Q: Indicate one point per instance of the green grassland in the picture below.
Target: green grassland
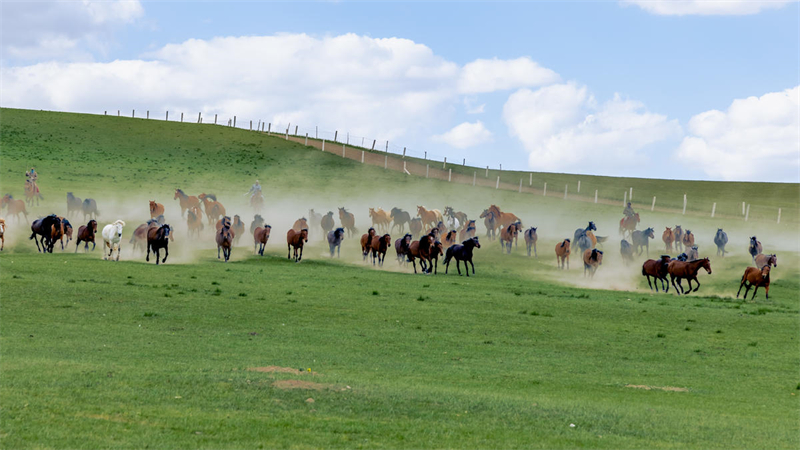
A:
(129, 355)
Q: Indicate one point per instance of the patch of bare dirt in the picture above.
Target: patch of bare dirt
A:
(662, 388)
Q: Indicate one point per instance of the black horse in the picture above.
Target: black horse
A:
(335, 239)
(642, 239)
(462, 252)
(158, 238)
(721, 239)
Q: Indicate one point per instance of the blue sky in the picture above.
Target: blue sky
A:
(699, 86)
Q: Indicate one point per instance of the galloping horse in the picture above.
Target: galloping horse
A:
(157, 238)
(679, 270)
(15, 207)
(462, 252)
(295, 240)
(348, 221)
(187, 202)
(628, 224)
(86, 233)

____________________

> [Action item]: Please tally every line of the entries that holds "instance" and answer with that figure alone.

> [Result]: 5